[MATERIAL PROVIDED — start]

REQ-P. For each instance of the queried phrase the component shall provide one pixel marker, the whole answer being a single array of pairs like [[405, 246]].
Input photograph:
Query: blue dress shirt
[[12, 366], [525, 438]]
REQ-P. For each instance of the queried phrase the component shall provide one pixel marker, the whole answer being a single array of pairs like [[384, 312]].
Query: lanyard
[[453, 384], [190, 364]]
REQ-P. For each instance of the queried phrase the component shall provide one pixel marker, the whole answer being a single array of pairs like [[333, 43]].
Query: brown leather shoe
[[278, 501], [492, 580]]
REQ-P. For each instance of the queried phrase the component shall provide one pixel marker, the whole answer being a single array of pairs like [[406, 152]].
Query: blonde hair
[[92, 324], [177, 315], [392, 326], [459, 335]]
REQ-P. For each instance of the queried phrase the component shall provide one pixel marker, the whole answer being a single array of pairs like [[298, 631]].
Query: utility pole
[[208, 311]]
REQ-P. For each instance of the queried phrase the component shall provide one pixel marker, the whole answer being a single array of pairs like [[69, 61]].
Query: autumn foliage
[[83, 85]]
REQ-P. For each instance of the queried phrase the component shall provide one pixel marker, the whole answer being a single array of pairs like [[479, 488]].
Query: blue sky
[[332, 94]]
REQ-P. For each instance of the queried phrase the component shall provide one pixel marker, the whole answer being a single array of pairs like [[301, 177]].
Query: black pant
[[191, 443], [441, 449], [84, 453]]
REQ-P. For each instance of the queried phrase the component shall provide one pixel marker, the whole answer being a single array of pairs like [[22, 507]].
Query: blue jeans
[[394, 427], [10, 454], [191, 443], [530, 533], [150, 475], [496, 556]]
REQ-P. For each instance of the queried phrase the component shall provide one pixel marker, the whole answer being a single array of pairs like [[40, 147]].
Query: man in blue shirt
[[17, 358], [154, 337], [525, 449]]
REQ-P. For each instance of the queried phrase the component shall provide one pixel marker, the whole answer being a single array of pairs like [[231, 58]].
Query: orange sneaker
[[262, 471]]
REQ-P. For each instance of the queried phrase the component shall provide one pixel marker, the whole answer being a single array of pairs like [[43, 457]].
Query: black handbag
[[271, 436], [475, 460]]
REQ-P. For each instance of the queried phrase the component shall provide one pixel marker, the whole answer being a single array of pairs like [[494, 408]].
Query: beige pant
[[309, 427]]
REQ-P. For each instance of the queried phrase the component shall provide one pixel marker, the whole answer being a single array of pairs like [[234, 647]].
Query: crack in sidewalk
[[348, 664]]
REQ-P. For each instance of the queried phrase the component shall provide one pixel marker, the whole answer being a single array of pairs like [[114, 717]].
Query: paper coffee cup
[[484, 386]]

[MATERIAL PROVIDED — finish]

• WORK REQUEST:
Give again only the lines starting at the one that contains "Query: black pant" and running to the end of the data.

• RESPONSE BELOW:
Query: black pant
[[191, 443], [441, 449], [84, 453]]
REQ-P. For each instance of the queried phrase the component shall provide one pixel marker, the whole answer being a single array of pairs like [[22, 507]].
Query: blue jeans
[[394, 427], [10, 454], [191, 443], [530, 533], [150, 475], [496, 556]]
REQ-P. For each instance of the queried phrase the component shall provide one pixel marker, the whole answer being a single array of pairs like [[40, 147]].
Query: man in blue shirt
[[17, 358], [154, 337], [525, 449]]
REQ-P. For each instance of the queried phrase the component shall provide one pixel marker, the whole answer being a single array of pairs like [[231, 58]].
Query: orange sneaker
[[262, 471]]
REQ-P. For each instance of the queried phrase the component shall provide one pixel marker, the whole answer being a single array of pairs like [[43, 457]].
Query: black handbag
[[271, 436], [475, 460]]
REQ-P. For each instance of the queried phrase the component shall provide one pixel marker, the whole answer being a single array of pairs like [[494, 408]].
Query: beige pant
[[309, 427]]
REQ-P. For each instance of the queried phrase the component shall provide one pixel marker, the whole answer being a single array of pairs like [[234, 647]].
Query: crack in sidewalk
[[348, 664]]
REQ-P. For each instance of the queried phrase the component shall provide one pixel marker, the whole answer being a single array of pairs like [[114, 717]].
Query: paper coffee cup
[[484, 386]]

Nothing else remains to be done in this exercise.